Advances in natural language processing and generative artificial intelligence have sparked new fear among white-collar professionals long wary of the automation of so-called knowledge work. The launch of ChatGPT late last year prompted a fresh wave of articles speculating on how soon copywriters, lawyers, programmers, and others might find their professions redundant.

The real question, however, is why more such work wasn’t automated long ago. Peter Drucker, the business guru who coined the term “knowledge work” in 1959, characterized it as “ever-changing, dynamic, and autonomous,” but in reality, much of what falls into that category is nothing of the sort. Many “knowledge workers”—from lawyers to accountants, marketers to engineers, assistants to supervisors, administrators, writers, editors, content producers, software developers, and all of the tedious email jobs in between—perform repetitive tasks that could be entrusted to technologies far less sophisticated than neural networks. Trend pieces on professionals collecting a paycheck for a job they have secretly automated prove the point.

In his 2018 book Bullshit Jobs, the late anthropologist David Graeber examined the phenomenon of jobs—mostly white-collar—so devoid of utility and purpose that even those working them can’t justify their existence. The proliferation of such jobs, he argued, contradicts the common belief that our economy is guided by market logic. It’s supposed to be stagnant state-managed economies that generate pointless make-work jobs, not lean capitalist ones guided by the imperatives of productivity and efficiency. How could this have happened?

“‘Bullshit jobs’—so readily automatable—are, in fact, a response to automation.”

****

▶ _Problem requirements_
Copy the stretch of the piece on knowledge work from "The real question, however, is" through "prove the point.", changing "repetitive" to "routine".

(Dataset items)
****

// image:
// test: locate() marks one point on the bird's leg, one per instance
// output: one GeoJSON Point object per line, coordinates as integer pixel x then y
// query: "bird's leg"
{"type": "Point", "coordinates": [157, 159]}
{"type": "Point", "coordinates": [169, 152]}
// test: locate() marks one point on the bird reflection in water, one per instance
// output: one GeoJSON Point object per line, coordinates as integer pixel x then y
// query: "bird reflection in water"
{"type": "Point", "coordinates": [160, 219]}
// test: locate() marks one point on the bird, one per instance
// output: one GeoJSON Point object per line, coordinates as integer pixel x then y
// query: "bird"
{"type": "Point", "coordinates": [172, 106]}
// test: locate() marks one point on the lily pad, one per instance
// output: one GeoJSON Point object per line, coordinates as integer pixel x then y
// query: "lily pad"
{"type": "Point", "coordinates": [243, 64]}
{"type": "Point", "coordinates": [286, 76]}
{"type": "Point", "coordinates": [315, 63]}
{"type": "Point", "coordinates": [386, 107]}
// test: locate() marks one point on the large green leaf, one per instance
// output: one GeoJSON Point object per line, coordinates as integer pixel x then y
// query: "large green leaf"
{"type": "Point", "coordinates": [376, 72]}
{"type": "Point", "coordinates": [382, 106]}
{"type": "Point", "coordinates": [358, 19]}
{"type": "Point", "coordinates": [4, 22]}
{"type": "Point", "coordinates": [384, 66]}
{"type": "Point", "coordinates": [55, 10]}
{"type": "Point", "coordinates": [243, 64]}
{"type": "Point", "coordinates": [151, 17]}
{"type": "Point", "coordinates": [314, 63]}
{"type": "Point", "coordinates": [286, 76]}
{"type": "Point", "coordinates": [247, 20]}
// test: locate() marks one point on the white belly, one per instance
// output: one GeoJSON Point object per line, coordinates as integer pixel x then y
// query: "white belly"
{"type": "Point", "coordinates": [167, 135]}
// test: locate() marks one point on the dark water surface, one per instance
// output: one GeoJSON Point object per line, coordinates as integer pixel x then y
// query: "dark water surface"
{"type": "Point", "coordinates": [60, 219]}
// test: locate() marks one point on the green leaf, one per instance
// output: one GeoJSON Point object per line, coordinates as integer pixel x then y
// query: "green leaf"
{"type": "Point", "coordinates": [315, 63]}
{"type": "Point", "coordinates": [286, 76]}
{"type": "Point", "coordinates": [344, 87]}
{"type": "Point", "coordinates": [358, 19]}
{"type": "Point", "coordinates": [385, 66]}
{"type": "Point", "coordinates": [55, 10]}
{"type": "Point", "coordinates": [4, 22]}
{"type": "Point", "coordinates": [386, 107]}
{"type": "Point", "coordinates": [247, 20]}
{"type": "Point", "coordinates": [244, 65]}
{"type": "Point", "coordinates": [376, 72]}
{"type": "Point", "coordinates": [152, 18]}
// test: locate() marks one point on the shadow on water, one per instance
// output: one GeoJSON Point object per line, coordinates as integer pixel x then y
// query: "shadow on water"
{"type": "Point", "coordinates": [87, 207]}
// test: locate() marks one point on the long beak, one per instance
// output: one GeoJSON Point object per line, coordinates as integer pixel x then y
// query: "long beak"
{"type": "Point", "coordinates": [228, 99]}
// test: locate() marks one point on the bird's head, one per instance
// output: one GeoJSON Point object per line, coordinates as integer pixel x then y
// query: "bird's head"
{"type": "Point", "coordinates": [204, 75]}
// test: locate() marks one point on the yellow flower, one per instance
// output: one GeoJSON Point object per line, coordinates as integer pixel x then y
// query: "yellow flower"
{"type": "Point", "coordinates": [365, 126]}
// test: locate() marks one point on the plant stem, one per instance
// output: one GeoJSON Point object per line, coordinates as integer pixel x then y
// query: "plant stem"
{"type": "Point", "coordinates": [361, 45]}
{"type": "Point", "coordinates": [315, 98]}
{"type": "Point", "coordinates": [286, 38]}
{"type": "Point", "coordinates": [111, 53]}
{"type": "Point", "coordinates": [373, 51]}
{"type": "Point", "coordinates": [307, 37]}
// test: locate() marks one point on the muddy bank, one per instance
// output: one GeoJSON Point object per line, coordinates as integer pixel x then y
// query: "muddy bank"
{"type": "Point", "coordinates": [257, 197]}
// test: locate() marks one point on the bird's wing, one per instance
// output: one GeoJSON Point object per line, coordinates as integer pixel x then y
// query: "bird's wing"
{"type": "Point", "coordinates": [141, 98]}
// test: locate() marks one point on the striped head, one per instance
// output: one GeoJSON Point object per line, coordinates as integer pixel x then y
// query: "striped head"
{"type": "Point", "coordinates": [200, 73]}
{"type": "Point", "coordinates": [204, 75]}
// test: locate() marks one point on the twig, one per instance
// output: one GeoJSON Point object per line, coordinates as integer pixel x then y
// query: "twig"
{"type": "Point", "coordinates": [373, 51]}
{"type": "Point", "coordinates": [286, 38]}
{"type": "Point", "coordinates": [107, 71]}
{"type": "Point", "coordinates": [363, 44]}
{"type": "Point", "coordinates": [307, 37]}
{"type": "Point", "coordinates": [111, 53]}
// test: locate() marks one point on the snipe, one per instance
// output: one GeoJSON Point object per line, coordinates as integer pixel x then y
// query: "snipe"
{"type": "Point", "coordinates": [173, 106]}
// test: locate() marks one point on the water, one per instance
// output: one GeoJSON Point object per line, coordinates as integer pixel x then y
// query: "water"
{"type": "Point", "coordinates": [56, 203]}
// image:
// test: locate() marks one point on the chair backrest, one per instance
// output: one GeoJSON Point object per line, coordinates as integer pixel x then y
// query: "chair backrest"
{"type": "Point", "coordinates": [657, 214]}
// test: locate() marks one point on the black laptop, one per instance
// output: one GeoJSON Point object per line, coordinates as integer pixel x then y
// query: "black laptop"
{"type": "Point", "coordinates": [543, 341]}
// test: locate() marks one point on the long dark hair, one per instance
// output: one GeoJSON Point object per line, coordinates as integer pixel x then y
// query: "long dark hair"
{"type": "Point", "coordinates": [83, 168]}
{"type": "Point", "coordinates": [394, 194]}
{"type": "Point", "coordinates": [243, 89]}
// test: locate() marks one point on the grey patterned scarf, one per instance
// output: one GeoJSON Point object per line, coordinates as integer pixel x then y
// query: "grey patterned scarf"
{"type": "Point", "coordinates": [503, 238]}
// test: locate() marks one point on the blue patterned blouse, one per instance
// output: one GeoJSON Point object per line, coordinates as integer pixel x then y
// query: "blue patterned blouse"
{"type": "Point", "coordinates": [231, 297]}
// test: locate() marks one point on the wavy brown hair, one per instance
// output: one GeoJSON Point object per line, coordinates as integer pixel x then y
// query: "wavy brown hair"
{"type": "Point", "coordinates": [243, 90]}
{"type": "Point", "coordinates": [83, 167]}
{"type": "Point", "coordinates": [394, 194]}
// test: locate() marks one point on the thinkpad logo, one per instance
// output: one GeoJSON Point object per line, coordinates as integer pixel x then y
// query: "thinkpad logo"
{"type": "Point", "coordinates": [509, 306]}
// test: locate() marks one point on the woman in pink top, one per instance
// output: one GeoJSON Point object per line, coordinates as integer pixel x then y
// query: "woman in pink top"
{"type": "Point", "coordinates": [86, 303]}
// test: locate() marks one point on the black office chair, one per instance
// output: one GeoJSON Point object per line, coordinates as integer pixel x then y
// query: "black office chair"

****

▶ _Response box_
The real question, however, is why more such work wasn’t automated long ago. Peter Drucker, the business guru who coined the term “knowledge work” in 1959, characterized it as “ever-changing, dynamic, and autonomous,” but in reality, much of what falls into that category is nothing of the sort. Many “knowledge workers”—from lawyers to accountants, marketers to engineers, assistants to supervisors, administrators, writers, editors, content producers, software developers, and all of the tedious email jobs in between—perform routine tasks that could be entrusted to technologies far less sophisticated than neural networks. Trend pieces on professionals collecting a paycheck for a job they have secretly automated prove the point.